EXCERPTED PASSAGE:

— start —

For one, the widescreen did not properly fit our TV. It was too scrunched down, filling only about half of the available space with the image. I later learned that this is because it was transferred from laser discs, meaning for some reason that the aspect ratio did not conform properly to a modern TV. (This DVD was released at least a decade ago, which explains the availability of these original theatrical versions in the first place.) I don't entirely understand that, but I'm glad it wasn't my TV at fault -- I spent some time fiddling with the settings, knowing my kids had been mucking around with the remote control.

Then the images themselves just looked so ... 1980. It was then that I realized how I've been spoiled by the digital remastering of Empire that I first saw in 1997 when the special editions were released, and then again in 2007 when I revisited the movie for the first time since then. And as most people know, Empire was the original movie that Lucas messed around with the least, so what we basically got in the Empire special addition was a crisper, nicer-looking image with almost none of the additional bullshit content we didn't want. So Empire was the movie that would least benefit by watching the original version.

— end —

WHAT TO DO: Set down, word for word, the stretch of the review of the Empire DVD that opens with the words containing "For one, the" and closes with "the remote control.". These rows were taken from a separate source.

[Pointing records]
— start —

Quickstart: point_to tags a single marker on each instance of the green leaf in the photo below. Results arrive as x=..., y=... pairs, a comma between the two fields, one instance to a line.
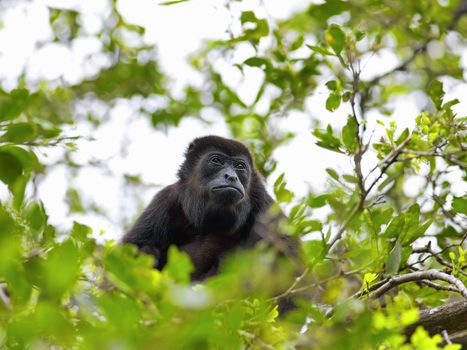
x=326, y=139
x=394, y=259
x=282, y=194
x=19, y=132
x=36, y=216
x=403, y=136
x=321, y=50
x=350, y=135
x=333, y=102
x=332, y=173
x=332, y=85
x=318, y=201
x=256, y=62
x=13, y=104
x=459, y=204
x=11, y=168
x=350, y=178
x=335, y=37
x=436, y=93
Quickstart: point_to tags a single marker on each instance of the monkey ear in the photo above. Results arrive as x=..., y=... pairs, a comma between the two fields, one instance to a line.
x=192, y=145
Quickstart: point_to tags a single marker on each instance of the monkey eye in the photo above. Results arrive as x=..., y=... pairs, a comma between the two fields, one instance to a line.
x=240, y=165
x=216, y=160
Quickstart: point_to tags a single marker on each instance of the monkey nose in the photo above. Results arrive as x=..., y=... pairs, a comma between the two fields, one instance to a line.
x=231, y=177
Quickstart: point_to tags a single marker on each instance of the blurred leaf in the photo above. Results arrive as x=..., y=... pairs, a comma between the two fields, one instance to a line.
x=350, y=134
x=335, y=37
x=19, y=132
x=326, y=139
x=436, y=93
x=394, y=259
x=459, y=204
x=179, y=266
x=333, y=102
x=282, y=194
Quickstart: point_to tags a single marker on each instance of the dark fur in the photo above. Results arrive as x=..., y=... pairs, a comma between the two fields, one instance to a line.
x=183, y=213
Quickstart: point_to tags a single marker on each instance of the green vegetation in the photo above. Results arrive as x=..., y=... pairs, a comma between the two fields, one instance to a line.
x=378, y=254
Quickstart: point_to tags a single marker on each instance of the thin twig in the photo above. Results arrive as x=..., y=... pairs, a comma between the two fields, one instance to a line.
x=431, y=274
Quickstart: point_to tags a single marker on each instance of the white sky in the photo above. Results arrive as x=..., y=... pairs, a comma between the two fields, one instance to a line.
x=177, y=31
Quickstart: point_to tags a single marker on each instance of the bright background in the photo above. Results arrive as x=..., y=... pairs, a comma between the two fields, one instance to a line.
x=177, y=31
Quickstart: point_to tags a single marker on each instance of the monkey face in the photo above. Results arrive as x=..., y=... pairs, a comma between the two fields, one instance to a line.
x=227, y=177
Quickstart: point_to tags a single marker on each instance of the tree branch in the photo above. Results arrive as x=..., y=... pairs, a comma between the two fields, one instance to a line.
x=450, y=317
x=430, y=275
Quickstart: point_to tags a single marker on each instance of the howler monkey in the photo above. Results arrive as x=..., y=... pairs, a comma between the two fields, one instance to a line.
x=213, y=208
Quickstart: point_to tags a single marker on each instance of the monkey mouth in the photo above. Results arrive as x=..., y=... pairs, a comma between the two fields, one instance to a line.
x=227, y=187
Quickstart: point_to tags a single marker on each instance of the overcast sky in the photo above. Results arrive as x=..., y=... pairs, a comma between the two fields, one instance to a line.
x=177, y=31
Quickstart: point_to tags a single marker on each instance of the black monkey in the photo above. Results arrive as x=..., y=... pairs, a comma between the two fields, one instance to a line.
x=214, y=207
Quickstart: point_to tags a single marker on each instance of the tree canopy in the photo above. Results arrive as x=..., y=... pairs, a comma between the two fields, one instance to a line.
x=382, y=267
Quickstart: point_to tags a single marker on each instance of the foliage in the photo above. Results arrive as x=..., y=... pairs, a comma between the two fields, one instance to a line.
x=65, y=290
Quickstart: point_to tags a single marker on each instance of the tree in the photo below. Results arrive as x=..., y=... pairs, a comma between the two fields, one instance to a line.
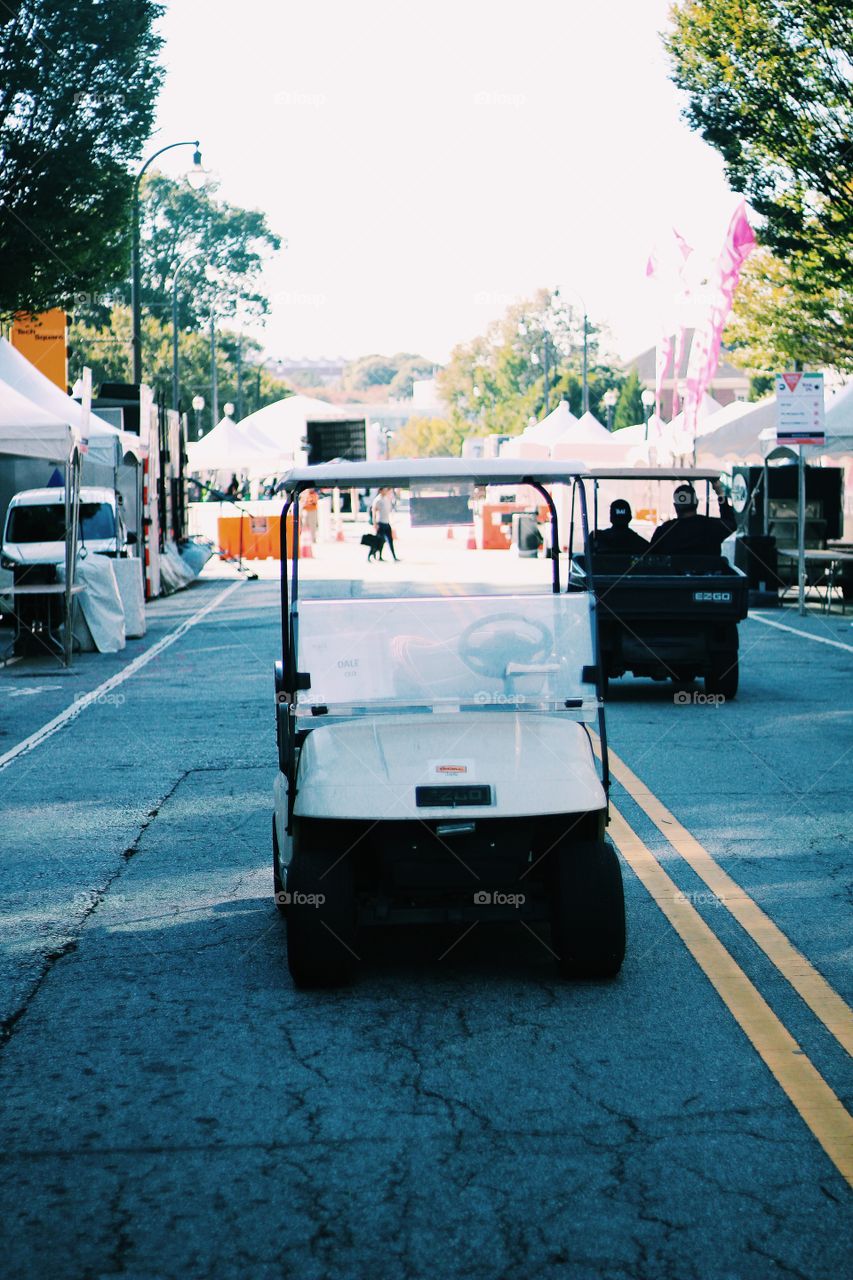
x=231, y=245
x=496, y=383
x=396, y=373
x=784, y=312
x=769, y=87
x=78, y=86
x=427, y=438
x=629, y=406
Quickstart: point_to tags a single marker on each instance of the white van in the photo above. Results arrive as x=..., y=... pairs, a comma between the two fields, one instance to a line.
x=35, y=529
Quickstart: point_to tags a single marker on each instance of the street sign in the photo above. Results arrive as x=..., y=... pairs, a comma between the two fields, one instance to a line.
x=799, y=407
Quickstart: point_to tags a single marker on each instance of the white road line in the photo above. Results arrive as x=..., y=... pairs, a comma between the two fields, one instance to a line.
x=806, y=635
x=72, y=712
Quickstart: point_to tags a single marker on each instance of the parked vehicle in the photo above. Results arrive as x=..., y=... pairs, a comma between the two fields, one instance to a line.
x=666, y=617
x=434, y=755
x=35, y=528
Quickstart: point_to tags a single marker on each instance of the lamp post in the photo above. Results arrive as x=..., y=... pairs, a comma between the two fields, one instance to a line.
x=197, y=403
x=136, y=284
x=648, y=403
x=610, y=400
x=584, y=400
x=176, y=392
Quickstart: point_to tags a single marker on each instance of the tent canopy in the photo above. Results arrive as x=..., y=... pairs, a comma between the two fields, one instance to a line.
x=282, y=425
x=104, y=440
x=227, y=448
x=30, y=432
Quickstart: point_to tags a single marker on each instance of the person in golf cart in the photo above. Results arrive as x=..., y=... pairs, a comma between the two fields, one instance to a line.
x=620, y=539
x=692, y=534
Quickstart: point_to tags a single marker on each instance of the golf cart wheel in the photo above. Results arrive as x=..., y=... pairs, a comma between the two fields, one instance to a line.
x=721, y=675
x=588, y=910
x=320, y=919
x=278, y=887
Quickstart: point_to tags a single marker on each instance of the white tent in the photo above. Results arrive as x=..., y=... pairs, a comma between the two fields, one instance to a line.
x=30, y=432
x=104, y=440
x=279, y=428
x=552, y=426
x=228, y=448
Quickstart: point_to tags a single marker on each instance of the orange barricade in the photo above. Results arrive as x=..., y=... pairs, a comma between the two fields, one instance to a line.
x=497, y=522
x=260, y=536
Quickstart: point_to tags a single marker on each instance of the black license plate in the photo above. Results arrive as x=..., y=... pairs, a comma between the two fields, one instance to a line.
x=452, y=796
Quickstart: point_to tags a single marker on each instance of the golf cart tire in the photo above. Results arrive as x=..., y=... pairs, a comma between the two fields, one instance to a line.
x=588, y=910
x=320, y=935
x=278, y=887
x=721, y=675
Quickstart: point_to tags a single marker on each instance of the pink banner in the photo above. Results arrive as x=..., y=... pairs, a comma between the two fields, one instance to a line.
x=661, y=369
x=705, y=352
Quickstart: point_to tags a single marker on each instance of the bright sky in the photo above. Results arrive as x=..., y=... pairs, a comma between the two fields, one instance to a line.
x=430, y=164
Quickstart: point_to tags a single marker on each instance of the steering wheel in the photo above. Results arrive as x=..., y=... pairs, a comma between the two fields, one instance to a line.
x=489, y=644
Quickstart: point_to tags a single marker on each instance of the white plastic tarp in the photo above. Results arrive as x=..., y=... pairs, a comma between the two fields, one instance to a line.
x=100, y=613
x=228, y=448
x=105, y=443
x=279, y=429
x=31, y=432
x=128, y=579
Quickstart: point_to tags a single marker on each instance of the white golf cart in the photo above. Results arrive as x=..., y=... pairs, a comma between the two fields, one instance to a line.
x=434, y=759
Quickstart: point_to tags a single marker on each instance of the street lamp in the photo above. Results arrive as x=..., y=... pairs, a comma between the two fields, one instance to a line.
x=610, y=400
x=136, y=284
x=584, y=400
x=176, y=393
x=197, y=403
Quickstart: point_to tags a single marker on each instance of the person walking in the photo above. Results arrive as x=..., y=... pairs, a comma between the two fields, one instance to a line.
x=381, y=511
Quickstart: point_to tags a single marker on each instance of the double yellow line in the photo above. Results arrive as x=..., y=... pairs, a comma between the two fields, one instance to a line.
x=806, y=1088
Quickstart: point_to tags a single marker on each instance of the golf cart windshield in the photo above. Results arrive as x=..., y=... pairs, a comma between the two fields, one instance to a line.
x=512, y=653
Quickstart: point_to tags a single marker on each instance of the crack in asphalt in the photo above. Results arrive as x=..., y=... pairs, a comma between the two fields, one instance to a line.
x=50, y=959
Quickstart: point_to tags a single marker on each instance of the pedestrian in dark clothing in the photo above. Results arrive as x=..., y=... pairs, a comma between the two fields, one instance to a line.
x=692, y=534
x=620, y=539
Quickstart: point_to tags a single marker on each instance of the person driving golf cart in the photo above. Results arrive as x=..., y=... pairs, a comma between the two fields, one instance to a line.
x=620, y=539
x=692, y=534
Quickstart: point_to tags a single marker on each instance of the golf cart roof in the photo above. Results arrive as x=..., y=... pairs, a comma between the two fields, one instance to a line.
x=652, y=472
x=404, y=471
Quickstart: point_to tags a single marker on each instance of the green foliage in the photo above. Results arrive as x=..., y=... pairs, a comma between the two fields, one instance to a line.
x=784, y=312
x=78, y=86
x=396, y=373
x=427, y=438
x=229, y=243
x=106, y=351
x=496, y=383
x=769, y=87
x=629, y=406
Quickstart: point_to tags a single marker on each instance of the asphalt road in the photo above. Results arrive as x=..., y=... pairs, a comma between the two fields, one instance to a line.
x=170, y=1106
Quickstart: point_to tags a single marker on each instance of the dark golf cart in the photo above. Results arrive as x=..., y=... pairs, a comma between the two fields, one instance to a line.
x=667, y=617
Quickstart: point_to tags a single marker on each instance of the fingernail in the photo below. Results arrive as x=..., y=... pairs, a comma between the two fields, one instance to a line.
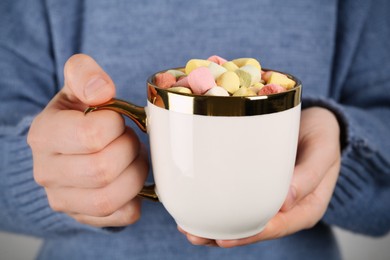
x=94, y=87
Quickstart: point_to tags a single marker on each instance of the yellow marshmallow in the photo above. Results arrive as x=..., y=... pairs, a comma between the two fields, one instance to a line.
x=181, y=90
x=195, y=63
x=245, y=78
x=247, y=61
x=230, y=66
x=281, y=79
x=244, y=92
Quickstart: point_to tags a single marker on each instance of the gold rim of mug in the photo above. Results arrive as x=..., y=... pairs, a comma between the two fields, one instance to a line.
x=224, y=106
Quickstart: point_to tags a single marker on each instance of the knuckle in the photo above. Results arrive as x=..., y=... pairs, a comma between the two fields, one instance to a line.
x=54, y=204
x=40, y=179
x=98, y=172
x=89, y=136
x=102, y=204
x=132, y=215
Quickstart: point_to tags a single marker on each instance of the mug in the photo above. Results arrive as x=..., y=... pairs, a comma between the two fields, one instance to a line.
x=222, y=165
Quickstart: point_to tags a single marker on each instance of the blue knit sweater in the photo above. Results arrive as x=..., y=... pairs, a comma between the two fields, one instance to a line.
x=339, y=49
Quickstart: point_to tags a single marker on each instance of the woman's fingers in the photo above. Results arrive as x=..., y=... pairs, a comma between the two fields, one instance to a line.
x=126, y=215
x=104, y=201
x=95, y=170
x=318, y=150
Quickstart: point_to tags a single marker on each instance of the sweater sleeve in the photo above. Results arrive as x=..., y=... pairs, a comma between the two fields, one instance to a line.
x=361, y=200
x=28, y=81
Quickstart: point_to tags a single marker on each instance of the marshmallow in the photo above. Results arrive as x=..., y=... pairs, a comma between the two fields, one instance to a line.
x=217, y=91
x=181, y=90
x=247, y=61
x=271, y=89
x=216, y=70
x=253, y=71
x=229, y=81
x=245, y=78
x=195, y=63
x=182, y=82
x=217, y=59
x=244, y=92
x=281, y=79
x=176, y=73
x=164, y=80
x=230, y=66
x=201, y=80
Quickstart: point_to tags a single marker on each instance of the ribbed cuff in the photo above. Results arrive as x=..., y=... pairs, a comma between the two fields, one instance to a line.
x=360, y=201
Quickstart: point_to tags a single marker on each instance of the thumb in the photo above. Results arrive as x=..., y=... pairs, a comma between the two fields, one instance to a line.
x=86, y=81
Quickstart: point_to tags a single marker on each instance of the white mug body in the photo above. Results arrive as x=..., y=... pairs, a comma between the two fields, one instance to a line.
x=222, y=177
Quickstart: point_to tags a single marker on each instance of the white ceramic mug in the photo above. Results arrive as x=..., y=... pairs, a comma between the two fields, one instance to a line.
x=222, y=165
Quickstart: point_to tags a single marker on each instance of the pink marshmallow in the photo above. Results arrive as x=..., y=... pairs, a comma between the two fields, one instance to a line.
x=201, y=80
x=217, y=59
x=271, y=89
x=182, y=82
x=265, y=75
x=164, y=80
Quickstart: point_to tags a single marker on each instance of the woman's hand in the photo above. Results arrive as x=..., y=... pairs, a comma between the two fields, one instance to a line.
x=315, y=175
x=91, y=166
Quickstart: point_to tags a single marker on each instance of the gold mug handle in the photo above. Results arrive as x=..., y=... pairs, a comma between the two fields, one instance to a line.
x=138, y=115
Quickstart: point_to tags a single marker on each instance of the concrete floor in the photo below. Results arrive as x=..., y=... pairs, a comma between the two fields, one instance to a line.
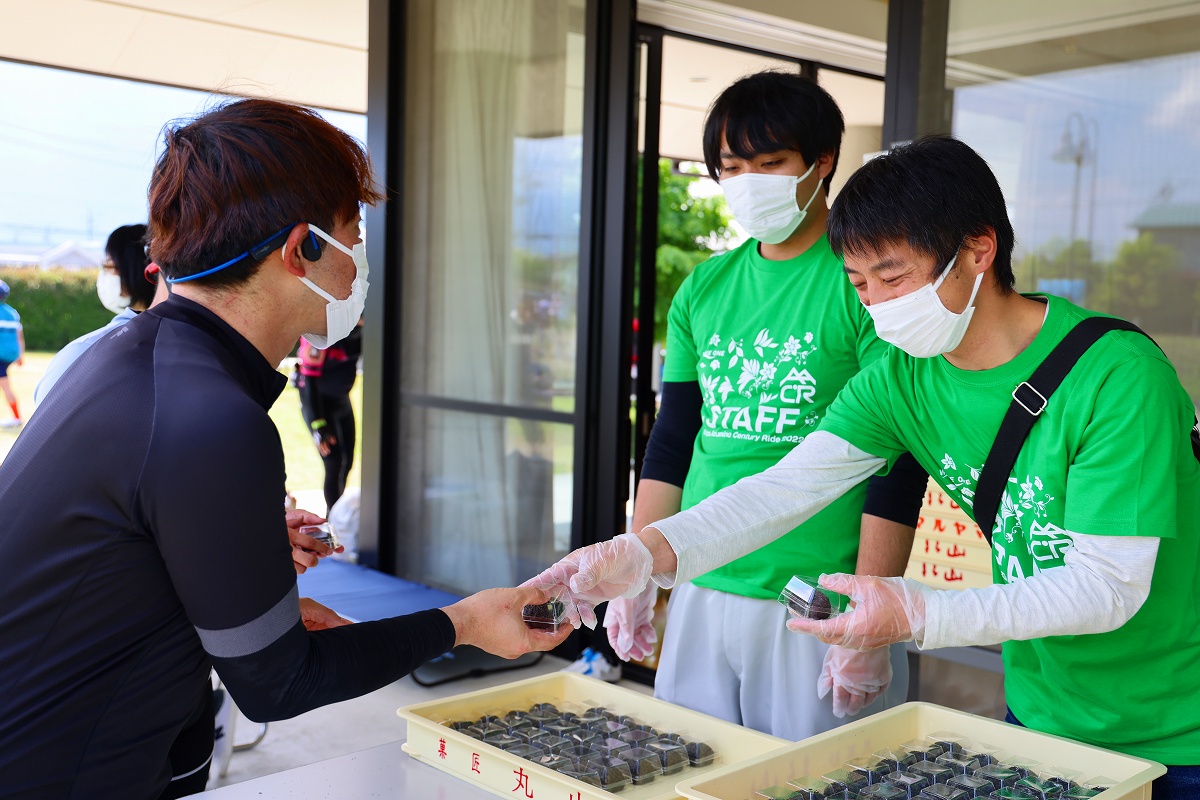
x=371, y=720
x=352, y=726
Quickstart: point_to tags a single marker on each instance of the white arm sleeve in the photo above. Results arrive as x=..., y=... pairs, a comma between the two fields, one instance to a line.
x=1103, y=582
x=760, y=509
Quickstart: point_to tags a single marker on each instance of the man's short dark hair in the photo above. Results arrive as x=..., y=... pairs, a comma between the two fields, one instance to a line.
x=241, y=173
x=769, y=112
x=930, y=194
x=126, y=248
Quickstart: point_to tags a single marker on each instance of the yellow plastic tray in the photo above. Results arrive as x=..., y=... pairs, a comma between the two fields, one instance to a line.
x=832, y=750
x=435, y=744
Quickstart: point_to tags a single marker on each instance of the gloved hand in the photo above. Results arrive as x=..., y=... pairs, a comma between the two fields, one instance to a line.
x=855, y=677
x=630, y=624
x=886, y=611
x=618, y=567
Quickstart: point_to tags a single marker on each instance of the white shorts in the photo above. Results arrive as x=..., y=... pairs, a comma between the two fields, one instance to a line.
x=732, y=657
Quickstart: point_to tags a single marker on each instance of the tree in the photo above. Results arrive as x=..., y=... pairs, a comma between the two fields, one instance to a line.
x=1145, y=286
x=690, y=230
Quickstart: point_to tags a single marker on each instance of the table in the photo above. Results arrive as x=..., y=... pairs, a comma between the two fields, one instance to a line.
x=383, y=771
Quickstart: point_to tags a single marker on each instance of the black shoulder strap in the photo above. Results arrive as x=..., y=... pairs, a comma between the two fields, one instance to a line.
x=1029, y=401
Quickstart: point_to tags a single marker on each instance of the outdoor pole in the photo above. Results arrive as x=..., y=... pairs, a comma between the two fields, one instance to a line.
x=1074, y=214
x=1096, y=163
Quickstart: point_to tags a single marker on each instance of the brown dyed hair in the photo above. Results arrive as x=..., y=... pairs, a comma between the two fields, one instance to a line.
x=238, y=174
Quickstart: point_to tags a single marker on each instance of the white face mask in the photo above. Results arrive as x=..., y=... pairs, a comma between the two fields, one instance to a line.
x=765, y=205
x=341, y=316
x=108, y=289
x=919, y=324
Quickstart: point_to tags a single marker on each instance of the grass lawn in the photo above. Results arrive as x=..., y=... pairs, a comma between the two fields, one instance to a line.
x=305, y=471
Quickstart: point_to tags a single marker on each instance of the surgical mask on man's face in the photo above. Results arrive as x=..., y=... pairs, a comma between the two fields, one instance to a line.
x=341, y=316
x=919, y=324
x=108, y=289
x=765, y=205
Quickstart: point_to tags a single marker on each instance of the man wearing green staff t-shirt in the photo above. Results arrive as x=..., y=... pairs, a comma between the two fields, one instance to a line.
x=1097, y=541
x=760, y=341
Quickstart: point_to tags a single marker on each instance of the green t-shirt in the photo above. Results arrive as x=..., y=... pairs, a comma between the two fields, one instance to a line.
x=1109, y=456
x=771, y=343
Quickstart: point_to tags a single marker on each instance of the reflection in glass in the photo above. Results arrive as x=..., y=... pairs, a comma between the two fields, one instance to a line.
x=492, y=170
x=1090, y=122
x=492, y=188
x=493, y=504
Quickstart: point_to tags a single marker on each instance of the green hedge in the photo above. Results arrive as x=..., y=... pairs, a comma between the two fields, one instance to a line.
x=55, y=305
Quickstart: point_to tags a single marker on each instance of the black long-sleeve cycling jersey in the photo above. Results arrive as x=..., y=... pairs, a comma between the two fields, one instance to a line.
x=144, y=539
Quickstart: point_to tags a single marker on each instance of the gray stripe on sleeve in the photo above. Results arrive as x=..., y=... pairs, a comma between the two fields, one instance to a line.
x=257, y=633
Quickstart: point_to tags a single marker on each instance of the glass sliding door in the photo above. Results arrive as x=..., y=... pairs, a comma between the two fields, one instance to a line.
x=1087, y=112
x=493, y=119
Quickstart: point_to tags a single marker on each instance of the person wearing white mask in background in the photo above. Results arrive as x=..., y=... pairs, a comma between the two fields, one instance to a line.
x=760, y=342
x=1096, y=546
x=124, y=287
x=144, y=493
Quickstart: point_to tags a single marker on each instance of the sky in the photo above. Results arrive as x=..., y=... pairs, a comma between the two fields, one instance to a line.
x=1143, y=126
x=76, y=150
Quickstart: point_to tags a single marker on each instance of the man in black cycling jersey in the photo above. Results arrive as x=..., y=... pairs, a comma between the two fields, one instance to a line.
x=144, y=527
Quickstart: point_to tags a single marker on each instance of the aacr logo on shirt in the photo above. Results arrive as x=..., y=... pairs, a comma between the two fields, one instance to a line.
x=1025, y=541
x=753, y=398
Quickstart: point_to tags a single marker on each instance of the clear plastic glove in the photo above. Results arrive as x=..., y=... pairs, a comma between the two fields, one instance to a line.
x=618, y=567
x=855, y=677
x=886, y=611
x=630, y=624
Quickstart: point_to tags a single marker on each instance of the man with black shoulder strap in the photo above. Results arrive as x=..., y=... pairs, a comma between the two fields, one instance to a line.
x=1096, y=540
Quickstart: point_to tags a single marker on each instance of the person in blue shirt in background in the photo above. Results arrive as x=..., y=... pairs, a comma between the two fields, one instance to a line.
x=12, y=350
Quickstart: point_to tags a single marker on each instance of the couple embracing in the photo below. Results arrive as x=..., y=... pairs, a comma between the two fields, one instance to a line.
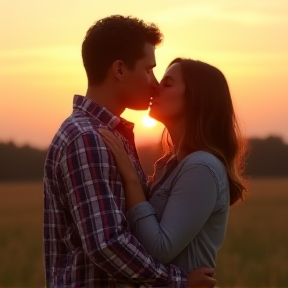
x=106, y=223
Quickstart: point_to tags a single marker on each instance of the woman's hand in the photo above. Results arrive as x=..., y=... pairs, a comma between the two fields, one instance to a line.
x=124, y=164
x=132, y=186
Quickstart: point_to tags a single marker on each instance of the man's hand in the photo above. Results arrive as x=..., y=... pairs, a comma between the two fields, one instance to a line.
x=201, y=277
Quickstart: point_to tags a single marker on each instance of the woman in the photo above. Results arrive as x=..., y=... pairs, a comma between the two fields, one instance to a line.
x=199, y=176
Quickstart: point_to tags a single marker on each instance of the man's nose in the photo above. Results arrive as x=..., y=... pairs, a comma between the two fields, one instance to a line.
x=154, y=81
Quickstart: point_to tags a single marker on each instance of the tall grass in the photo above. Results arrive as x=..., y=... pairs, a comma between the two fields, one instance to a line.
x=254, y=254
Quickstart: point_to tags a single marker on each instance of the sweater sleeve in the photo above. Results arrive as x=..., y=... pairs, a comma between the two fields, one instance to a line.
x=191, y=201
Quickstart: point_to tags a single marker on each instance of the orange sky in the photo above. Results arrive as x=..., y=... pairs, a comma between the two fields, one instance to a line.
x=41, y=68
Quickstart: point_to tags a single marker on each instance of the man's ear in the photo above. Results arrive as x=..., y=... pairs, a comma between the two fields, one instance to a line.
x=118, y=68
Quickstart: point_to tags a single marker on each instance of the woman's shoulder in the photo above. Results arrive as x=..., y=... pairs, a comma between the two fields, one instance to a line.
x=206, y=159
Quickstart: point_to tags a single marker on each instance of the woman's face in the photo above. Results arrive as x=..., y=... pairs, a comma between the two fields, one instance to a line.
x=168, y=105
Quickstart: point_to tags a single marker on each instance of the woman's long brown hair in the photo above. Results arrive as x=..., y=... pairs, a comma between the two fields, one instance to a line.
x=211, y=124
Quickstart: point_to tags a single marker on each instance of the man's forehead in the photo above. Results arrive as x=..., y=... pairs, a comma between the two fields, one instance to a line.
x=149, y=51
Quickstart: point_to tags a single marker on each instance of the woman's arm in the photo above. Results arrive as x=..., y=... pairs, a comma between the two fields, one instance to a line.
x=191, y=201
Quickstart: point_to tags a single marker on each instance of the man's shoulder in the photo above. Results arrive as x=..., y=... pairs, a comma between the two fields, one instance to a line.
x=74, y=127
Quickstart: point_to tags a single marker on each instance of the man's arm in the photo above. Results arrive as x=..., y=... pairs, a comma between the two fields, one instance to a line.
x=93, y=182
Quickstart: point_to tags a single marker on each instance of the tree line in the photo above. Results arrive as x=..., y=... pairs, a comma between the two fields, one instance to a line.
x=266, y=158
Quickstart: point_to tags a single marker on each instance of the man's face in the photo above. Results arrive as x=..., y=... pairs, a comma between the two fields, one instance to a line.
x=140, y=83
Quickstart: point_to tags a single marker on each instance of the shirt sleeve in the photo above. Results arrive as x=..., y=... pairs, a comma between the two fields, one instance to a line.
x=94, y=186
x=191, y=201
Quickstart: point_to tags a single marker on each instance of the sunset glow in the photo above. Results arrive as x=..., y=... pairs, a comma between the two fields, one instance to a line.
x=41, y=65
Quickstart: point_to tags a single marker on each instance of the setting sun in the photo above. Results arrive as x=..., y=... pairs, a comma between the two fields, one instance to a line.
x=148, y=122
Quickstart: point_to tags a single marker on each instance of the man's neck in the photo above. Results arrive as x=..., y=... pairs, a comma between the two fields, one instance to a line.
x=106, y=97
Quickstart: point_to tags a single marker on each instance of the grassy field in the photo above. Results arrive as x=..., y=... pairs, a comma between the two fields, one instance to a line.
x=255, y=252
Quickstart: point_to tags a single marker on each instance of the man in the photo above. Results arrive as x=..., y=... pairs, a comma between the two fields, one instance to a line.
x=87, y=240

— end —

SOLUTION BELOW:
For one, the widescreen did not properly fit our TV. It was too scrunched down, filling only about half of the available space with the image. I later learned that this is because it was transferred from laser discs, meaning for some reason that the aspect ratio did not conform properly to a modern TV. (This DVD was released at least a decade ago, which explains the availability of these original theatrical versions in the first place.) I don't entirely understand that, but I'm glad it wasn't my TV at fault -- I spent some time fiddling with the settings, knowing my kids had been mucking around with the remote control.